Posts until Monday are going to lack intellectual heft: I have a final exam to write and visitors descending. But I’ll proffer something from The Sun that isn’t either a busty woman en déshabillé or a scurrilous attack on Richard Dawkins.
It’s a tree shaped like a Tyrannosaurus:
The photographer, Spike Malin, spotted it in Norfolk and said this:
Spike, a father-of-five who works as the property manager at Blickling Hall in Norwich, called his find “amazing”.
He said: “I could not believe it when I first saw it. The chances of this happening must be so slim.”
Not really—there must be at least a dozen trees in the world that look like T. rex, and many more that look like dinosaurs.
And The Sun made a funny!
Wonder if it has Jurassic Bark?
Well, at least Matthew Cobb will appreciate it, and it isn’t shaped like Jesus, either.
h/t: Ludo
Very enjoyable! (Intellect also in need of a break, here, but here, that’s usual…)
Of course, it only looks like our outmoded picture of a carnivorous dinosaur – standing bolt upright with its tail on the ground.
Not that I’m being picky or anything.
I’ve been trying to find an online copy of a block print which I’ve had on my various room and house walls for 35-odd years now. It’s a theropod dinosaur in the old “upright” style”, and currently hangs on the wall behind our lemon tree, which is consequently described as being “knee-high to a tyrannosaur”.

== TASK INSTRUCTIONS ==
a. Using the post about the dinosaur-shaped tree, can you write out everything from "Well, at least" down to "picky or anything.", swapping "carnivorous" for "meat-eating"?
b. Do these statements agree with the post about the dinosaur-shaped tree? Answer yes or no for each, quoting the words that decide it. (i) Spike Malin works as the property manager at Blickling Hall. (ii) The tree was spotted in Wales. (iii) The writer has a final exam to write.
c. How might the post about the dinosaur-shaped tree go on after its last sentence? Write the next part.

== DATA EXCERPT ==

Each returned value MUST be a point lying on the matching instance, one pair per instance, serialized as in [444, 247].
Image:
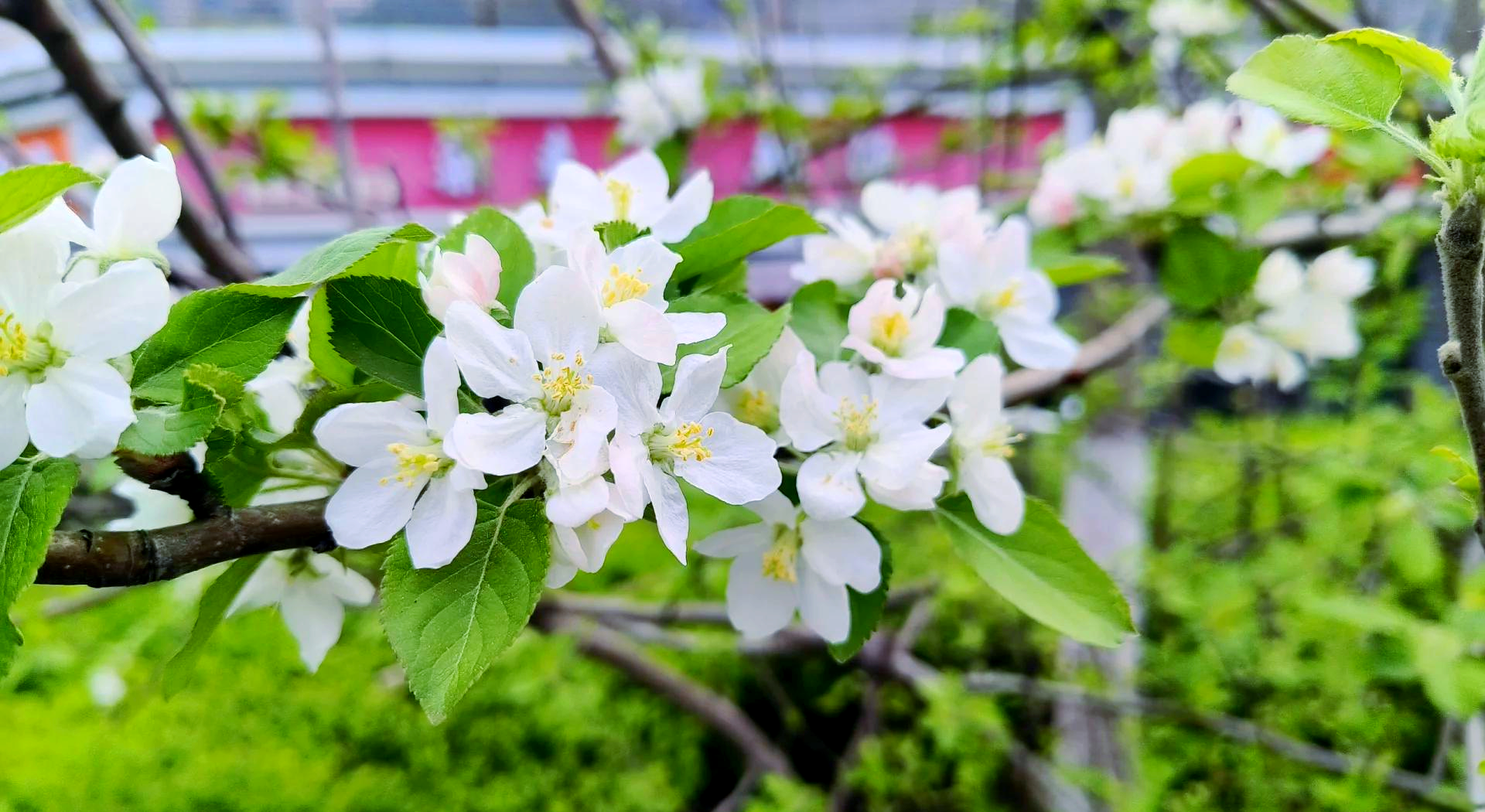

== RESPONSES TO THE TASKS ==
a.
Well, at least Matthew Cobb will appreciate it, and it isn’t shaped like Jesus, either.
h/t: Ludo
Very enjoyable! (Intellect also in need of a break, here, but here, that’s usual…)
Of course, it only looks like our outmoded picture of a meat-eating dinosaur – standing bolt upright with its tail on the ground.
Not that I’m being picky or anything.

b.
(i) Yes: "works as the property manager at Blickling Hall in Norwich"
(ii) No: "spotted it in Norfolk"
(iii) Yes: "I have a final exam to write"

c.
The picture is credited to “Neave Parker”, who apparently did a lot of this sort of stuff for the NHM (Natural History Museum) and others in the 1950s.
While trying to find this picture online, I realised just how well-shaped tyrranosaur’s legs are : http://donglutsdinosaurs.com/original-kaiyodo-t-rex-model/ .
Hey, I like this Don Glut guy’s style – far better taste than the Sun (or as we call it on this side of the Pond, the Scum. “Dinosaur Valley Girls” indeed!
It’s a tree that looks like a T. rex as reconstructed, like, 50 years ago.
old style
new stylr
But wait, that’s back when this tree probably germinated! What are the odds??!?
Maybe the tree is trying to tell you that sometimes the old ways are best! 🙂
Well it did make me laugh! Although I would have preferred a tree that looked like a stegosaur, or a maggot, natch.
Cretacious bark.
awww c’mon Jerry, don’t post links to the Sun – I understand you’re a busy man, but really – it pains me so much. And this is the second one I’ve had thrown at me today, along with links from the Daily Mail and the Telegraph in the past week. My eyes are bleeding!
Sorry, but I don’t like readers telling me what or what not to post. If you don’t like the link, don’t click on it, or perhaps frequent some other website.
Jerry, I think s/he was just joking.
Isn’t it a branchosaurus?
Ha ha!
(Tho I think I would have gone with branchiosaurus, were I as clever as you…)
That would translate as “gilled lizard”.
Dendrosaurus?
Well, yes, but then you lose the play on “branch.” Cf Tree Rex…(in which the capital R has been bugging me, I admit).
Sometimes it’s hard not to be a stickler.
Oooh–“stick!”
Not to nitpick, but it looks to me like it’s not the tree that’s shaped like T. rex, but the mistletoe or ivy infesting it. Either that or there’s a lot of dead wood on that tree. Hard to tell for sure at this resolution.
By jove, you’re right! There are no leaves on the branches of this or the trees in the background (ie the photo was taken recently). Whatever’s making that green, it isn’t the tree. I will leave it to someone smarter than I to come up with a dino-flavoured ivy or mistletoe pun.
Hedera helix. Clearly a herbivore.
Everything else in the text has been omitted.